- _Work instructions_
Would you set down every entry shown below, precisely as written?

===== Records for this exercise =====

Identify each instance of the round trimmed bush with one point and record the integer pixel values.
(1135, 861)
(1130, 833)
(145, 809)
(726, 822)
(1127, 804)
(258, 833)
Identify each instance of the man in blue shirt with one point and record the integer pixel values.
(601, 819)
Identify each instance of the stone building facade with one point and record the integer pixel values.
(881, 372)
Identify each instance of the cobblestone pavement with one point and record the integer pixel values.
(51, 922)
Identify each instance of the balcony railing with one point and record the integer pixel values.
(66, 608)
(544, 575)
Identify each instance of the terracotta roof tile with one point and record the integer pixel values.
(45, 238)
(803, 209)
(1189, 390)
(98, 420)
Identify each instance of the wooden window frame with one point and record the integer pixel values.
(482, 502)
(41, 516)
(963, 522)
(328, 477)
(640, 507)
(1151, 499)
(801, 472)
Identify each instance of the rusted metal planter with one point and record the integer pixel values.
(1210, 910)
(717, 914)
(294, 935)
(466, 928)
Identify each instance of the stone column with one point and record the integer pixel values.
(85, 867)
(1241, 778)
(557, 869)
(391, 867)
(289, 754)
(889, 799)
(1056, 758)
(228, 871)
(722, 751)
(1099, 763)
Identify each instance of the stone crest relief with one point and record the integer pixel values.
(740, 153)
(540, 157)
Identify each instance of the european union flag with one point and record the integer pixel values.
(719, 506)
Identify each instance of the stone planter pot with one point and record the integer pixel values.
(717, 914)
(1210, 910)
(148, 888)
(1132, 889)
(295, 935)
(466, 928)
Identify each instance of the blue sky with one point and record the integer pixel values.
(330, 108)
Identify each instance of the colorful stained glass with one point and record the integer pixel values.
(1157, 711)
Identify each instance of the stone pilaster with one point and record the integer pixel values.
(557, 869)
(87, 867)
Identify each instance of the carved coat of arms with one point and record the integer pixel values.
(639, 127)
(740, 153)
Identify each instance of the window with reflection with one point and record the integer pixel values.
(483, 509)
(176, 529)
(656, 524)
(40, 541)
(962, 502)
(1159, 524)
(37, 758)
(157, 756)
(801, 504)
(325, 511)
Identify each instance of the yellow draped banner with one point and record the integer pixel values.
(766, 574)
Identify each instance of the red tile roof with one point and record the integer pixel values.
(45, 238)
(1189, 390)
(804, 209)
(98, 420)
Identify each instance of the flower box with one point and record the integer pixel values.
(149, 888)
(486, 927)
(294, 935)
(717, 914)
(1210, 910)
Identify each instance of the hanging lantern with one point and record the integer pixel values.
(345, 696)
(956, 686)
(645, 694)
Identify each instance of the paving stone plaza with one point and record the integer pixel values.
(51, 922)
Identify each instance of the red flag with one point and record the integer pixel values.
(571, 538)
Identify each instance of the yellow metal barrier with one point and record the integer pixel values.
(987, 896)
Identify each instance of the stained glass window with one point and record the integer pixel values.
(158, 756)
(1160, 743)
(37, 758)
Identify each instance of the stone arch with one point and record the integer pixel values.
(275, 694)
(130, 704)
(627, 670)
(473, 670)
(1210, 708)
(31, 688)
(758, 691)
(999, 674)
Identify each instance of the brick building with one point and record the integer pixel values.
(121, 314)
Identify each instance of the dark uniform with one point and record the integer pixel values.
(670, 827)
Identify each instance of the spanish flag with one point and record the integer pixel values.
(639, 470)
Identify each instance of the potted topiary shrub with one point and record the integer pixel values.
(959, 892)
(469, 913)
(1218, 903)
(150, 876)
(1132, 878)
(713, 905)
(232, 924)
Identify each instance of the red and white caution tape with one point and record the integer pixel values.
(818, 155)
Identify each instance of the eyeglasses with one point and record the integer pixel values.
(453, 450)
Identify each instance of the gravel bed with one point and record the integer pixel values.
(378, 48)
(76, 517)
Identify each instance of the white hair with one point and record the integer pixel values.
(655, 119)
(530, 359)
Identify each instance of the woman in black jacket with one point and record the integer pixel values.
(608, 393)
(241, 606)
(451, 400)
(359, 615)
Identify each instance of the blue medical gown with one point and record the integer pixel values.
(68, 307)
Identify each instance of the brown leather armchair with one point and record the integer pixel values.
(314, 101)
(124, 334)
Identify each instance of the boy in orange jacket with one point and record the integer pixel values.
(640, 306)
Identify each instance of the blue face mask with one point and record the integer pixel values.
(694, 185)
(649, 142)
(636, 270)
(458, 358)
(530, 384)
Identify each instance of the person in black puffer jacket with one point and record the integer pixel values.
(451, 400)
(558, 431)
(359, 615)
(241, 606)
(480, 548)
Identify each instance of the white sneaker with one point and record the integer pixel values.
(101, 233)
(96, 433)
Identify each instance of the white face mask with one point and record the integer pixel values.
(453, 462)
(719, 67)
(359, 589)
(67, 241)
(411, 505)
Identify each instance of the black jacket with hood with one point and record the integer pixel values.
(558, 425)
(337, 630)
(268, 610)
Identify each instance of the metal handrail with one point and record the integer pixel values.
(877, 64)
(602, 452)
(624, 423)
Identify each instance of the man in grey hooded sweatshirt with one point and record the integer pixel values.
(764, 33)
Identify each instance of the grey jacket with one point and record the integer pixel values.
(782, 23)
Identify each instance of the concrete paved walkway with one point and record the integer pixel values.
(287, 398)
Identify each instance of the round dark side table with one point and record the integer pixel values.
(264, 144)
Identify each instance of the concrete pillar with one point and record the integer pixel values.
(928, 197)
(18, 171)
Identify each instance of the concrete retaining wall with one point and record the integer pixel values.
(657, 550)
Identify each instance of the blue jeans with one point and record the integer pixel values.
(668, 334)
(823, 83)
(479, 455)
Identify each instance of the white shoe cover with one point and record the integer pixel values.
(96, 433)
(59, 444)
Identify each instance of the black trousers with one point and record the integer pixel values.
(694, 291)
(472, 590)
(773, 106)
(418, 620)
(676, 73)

=====

- _Output for this exercise_
Identify each instance of the round trimmed bush with one point and record the integer pixel values.
(1135, 861)
(1130, 833)
(145, 809)
(726, 822)
(1127, 804)
(258, 833)
Identify each instance of the man in blue shirt with one point and record the integer pixel values.
(601, 819)
Identify each instance of the stone building facade with one point and record the integer pixel values.
(881, 372)
Identify each instance of the cobblestone pavement with one point and record the integer pixel values.
(51, 922)
Identify each instance of the balcony railing with one point and record the integer pixel values.
(66, 608)
(544, 575)
Identify each instance of the terracotta roof tile with one point and record the integer pixel values.
(45, 238)
(803, 209)
(1189, 390)
(98, 420)
Identify each instance of the wooden window frame with one point and record the integer pixel values.
(482, 502)
(41, 516)
(963, 522)
(328, 477)
(640, 507)
(1151, 499)
(801, 472)
Identify each instance of the rusted metal planter with one point and record the integer pixel values.
(1210, 910)
(717, 914)
(294, 935)
(466, 928)
Identify each instance of the stone column with one point and record the integer pixel values.
(85, 867)
(1241, 778)
(557, 869)
(391, 867)
(289, 754)
(889, 799)
(1056, 758)
(228, 871)
(722, 751)
(1099, 763)
Identify each instance of the stone crest relief with one point and record the integer pixel values.
(740, 153)
(540, 157)
Identify each instance of the european union flag with one point and record the integer pixel values.
(719, 506)
Identify each instance of the stone planter pot with one point and record the integer pixel values.
(717, 914)
(1210, 910)
(148, 888)
(1132, 889)
(295, 935)
(466, 928)
Identify each instance of the blue sky with one point and record the integer pixel values.
(330, 108)
Identify each instance of the colorful stained glass with one point and record the integer pixel values.
(1157, 711)
Identify each instance of the stone pilaster with one point and record the integer pixel values.
(557, 869)
(87, 867)
Identify each instance of the carved coat of arms with one point and record the integer pixel values.
(639, 127)
(740, 153)
Identify each instance of the window with reflection with one point and record the integer pixel values.
(483, 509)
(176, 529)
(656, 524)
(40, 541)
(962, 502)
(1159, 524)
(37, 758)
(157, 756)
(801, 504)
(325, 511)
Identify each instance of the yellow draped banner with one point and record the integer pixel values.
(766, 574)
Identify each instance of the red tile roof with one point and record the integer pixel values.
(45, 238)
(1189, 390)
(804, 209)
(98, 420)
Identify each instance of the flower box with one point and record the integer pixel values.
(149, 888)
(486, 927)
(294, 935)
(717, 914)
(1210, 910)
Identify each instance of the hanging lantern with one point and record the integer pixel values.
(345, 696)
(956, 686)
(645, 694)
Identify each instance of the paving stone plaza with one point and record the integer pixel values.
(51, 922)
Identify each instance of the red flag with one point and record the integer pixel values.
(571, 538)
Identify each instance of the yellow metal barrier with one point and record the integer pixel values.
(987, 896)
Identify each instance of the stained glass window with one point and record the integer pixel values.
(158, 756)
(1160, 743)
(37, 758)
Identify each instance of the stone arch with one point and record the integer pixel values.
(275, 694)
(130, 704)
(627, 670)
(473, 670)
(1210, 708)
(31, 688)
(758, 691)
(999, 674)
Identify each instance of the brick building with one point and record the integer pixel values.
(121, 314)
Identify each instance of the dark uniform with one point and record the integer pixel values.
(670, 827)
Identify each instance of the spanish flag with one point and record the integer pixel values.
(639, 470)
Identify each instance of the potted topiary shrub with one point and record the integer pixel values.
(959, 892)
(469, 913)
(1218, 903)
(150, 876)
(1132, 878)
(713, 905)
(232, 924)
Identify each instance of the red and white caution tape with one point and record the integer pixel values.
(818, 155)
Identify each instance of the eyeglasses with one point and record the integer pixel values.
(453, 450)
Identify each instance of the gravel bed with one point and record the integer pixel values.
(378, 48)
(76, 517)
Identify each instance of the white hair with one point and record the integer pixel values.
(655, 119)
(530, 359)
Identify each instance of the woman in black jacket with one point and record the integer pixel values.
(608, 393)
(241, 606)
(451, 400)
(359, 615)
Identify each instance of the blue medical gown with one point and record the integer pixel values.
(68, 307)
Identify each instance of the brown leather armchair with one point and record the integer pixel values.
(314, 101)
(124, 334)
Identify each instance of the boy in orange jacket with one point and record the integer pixel values.
(640, 306)
Identify each instance of the blue face mask with one point and record the integer pixel values.
(694, 185)
(649, 142)
(636, 270)
(458, 358)
(530, 384)
Identify each instance of the person in black puffer jacket with one point and record the integer pixel values.
(451, 400)
(558, 431)
(359, 615)
(241, 606)
(480, 548)
Identify each instance of the white sneaker with one point and record the integer pixel values.
(101, 233)
(96, 433)
Identify each instance of the white face mask with one point and record the integer pixel values.
(453, 462)
(719, 67)
(359, 589)
(67, 241)
(411, 505)
Identify each instance of the black jacket with hood with one point and record the integer pixel values.
(558, 425)
(337, 630)
(268, 610)
Identify each instance of the metal handrail with one point and record the integer pixel values.
(877, 64)
(602, 452)
(624, 423)
Identify each instance of the man in grey hooded sweatshirt with one point and record the integer pixel values.
(764, 33)
Identify each instance of the grey jacket with one point and record the integer pixel values.
(782, 23)
Identify each instance of the concrete paved walkway with one point and record the integer pixel values.
(287, 398)
Identify each instance of the round dark side table with one point and record the integer pixel values.
(264, 144)
Identify each instance of the concrete pillar with one point and record the integer pixel values.
(928, 197)
(18, 171)
Identify each instance of the concrete retaining wall with one point and record the integer pixel values.
(657, 550)
Identify each instance of the blue jeans with one point and record the integer pixel values.
(668, 334)
(823, 83)
(479, 455)
Identify each instance of the white shoe cover with one point and record the integer pixel values.
(96, 433)
(59, 444)
Identify each instance of the black trousers with one point and record the integer pixel values.
(694, 291)
(472, 590)
(773, 106)
(418, 620)
(676, 73)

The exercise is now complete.